By Karenna Reyna
Abran Rodriguez, freshman criminology major, is the captain for the first-ever wrestling team at Texas A&M University-San Antonio. Rodriguez has wrestled since his freshmen year at Wagner High School.
“I really loved it [wrestling] in highschool and that was my goal. It is the reason I wanted to be here, because UTSA already had a team. I wanted to make it here,” Rodriguez said.
Through freshman orientation, Rodriguez met kinesiology major Luis Orta, a fellow wrestler. The two of them decided to make a club on campus.
Rodriguez took the initiative to fill out the proper paperwork on JagSync, an online campus student life database, to make the wrestling team an intramural sport on campus.
“I knew Luis and we both had the idea and were wrestlers,” Rodriguez said. “I took action and actually did the paperwork.”
The two increased their membership by interacting with other students in the game room. So far, they have four members in the team.
Mariah Cortez is the only woman on the team. She started wrestling because her coach at Brooks Academy High School saw something in her. It was a small school and wrestling program but something she continues to do and enjoys.
The team practices three days a week, including two days of weight training and one day working on wrestling techniques.
The campus’s wrestling team made their debut at the University of Houston Downtown campus, competing in individual tournaments.
To be eligible to compete in matches, students must register through JagSync as well as through the National Collegiate Wrestling Association online and must have medical insurance. Out of the 12 team members, four qualify to participate in competition through the Association.
“It is folk style wrestling, it’s kind of a blend of freestyle and Greco Roman style, it’s like high school wrestling but on a collegiate level,” Rodriguez explains.
Rodriguez also guides the team by coaching and conditioning them on wrestling techniques and drills at their weekly practices at Mission Concepcion Sports Complex.
“There are two different styles, basically freestyle is what they do at the Olympics, that was kind of harder for me,” Cortez said. “I think it was different because if I was going to wrestle this [match] it was going to be free style and at UHD was folk style, I can’t tell the difference sometimes, I just forget, I just wrestle.”
The tournaments are individual matches based on the wrestlers weight class.
“My weight class, since I am 185 lbs, I had to go to 200 lbs. weight class, 209 lbs, those girls are big, I was nervous at first, I was scared, I was shaking, on the way but at the end I was like, I got this,” Cortez said.
The entry fee for each match ranges between $35 – $50 per person. The wrestlers recently received their maroon singlets and are now preparing for an upcoming match in February at the University of Texas in Austin. This is just the beginning of intramural wrestling at A&M San Antonio and the team is looking forward to the future.
“I want to get better and I won’t stop for this team,” Cortez said.

## Dataset entries

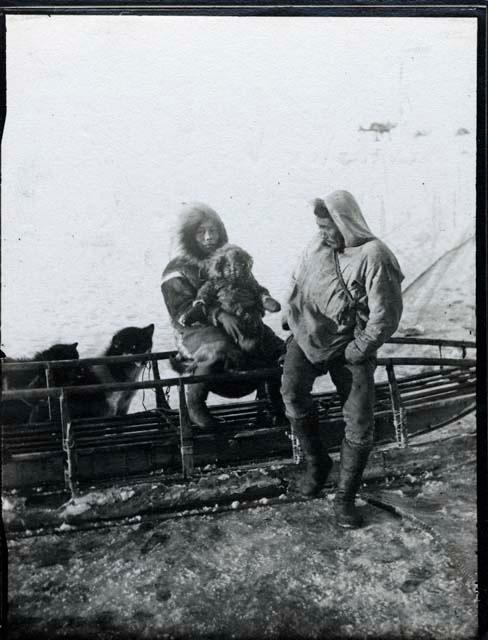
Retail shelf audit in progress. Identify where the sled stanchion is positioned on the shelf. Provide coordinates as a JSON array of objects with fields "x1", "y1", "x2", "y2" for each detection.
[
  {"x1": 386, "y1": 362, "x2": 408, "y2": 449},
  {"x1": 44, "y1": 365, "x2": 57, "y2": 422},
  {"x1": 59, "y1": 392, "x2": 77, "y2": 498},
  {"x1": 151, "y1": 358, "x2": 171, "y2": 411},
  {"x1": 178, "y1": 380, "x2": 193, "y2": 478}
]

## Tasks to carry out
1. Could you print the wrestling article word for word, from "By Karenna Reyna" to "sport on campus."?
2. How would you render this sentence from the wrestling article in Spanish: "The team practices three days a week, including two days of weight training and one day working on wrestling techniques."

## Results by task
1.
By Karenna Reyna
Abran Rodriguez, freshman criminology major, is the captain for the first-ever wrestling team at Texas A&M University-San Antonio. Rodriguez has wrestled since his freshmen year at Wagner High School.
“I really loved it [wrestling] in highschool and that was my goal. It is the reason I wanted to be here, because UTSA already had a team. I wanted to make it here,” Rodriguez said.
Through freshman orientation, Rodriguez met kinesiology major Luis Orta, a fellow wrestler. The two of them decided to make a club on campus.
Rodriguez took the initiative to fill out the proper paperwork on JagSync, an online campus student life database, to make the wrestling team an intramural sport on campus.

2. El equipo entrena tres días a la semana, incluidos dos días de entrenamiento con pesas y un día dedicado a las técnicas de lucha.